[Exercise]: Update every row below by changing "pointer" to "locator" and leaving everything else as it is. Don't include the pictures in your answer.

[Data entries]:
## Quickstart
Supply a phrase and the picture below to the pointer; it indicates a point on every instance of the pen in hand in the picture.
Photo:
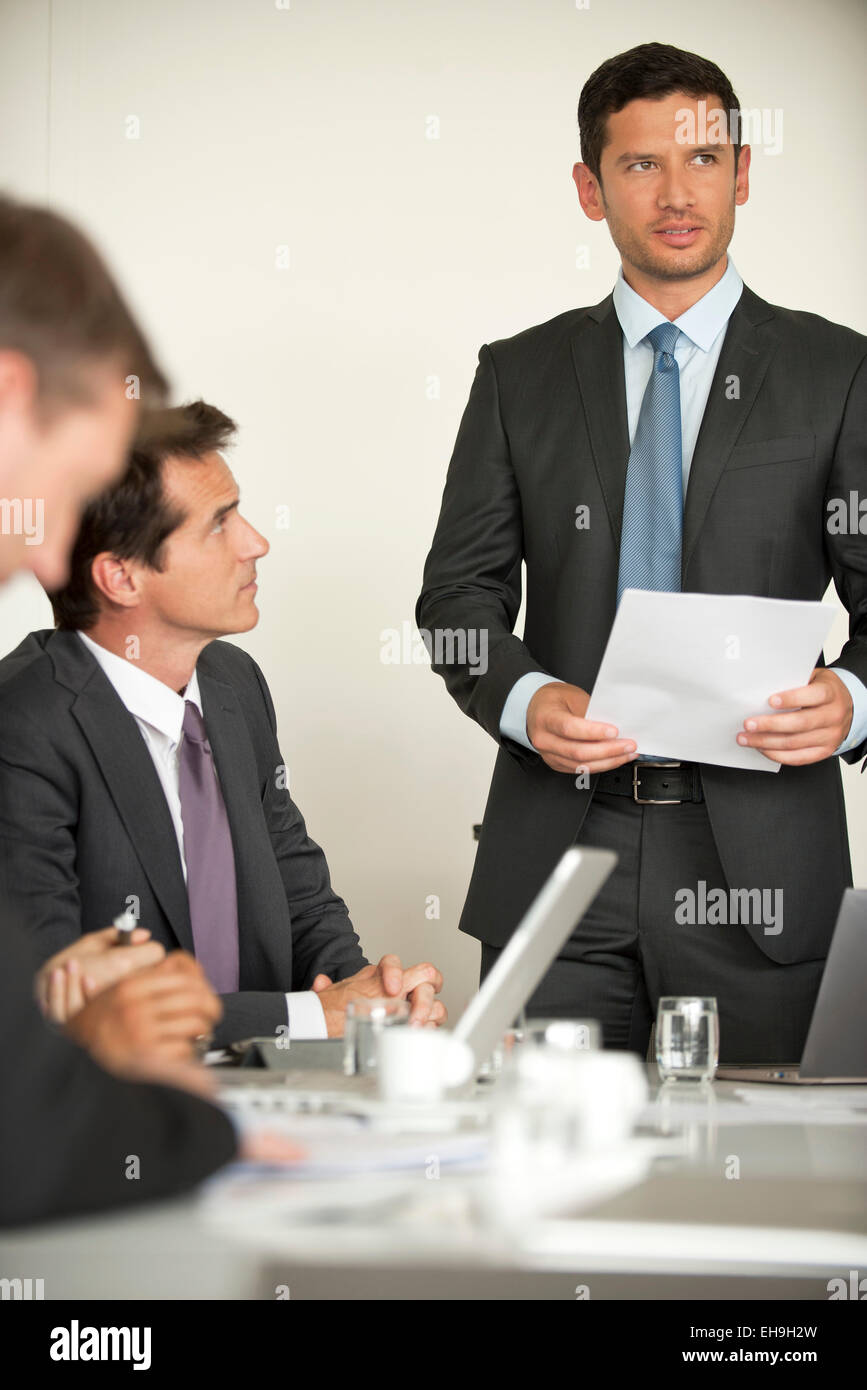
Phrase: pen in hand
(125, 925)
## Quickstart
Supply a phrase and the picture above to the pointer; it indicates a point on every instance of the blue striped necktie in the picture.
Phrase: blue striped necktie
(653, 501)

[Result below]:
## Quickstart
Supply a phrase and the picture below to the locator; it indicates a point on every instance of the pen in hand in the picture.
Photo:
Phrase: pen in hand
(125, 925)
## Quickstart
Supply a phrase and the picture above to the locator; it indicates a point on every instance of the blue striped necktie in the picture.
Phrase: blue striped necktie
(653, 501)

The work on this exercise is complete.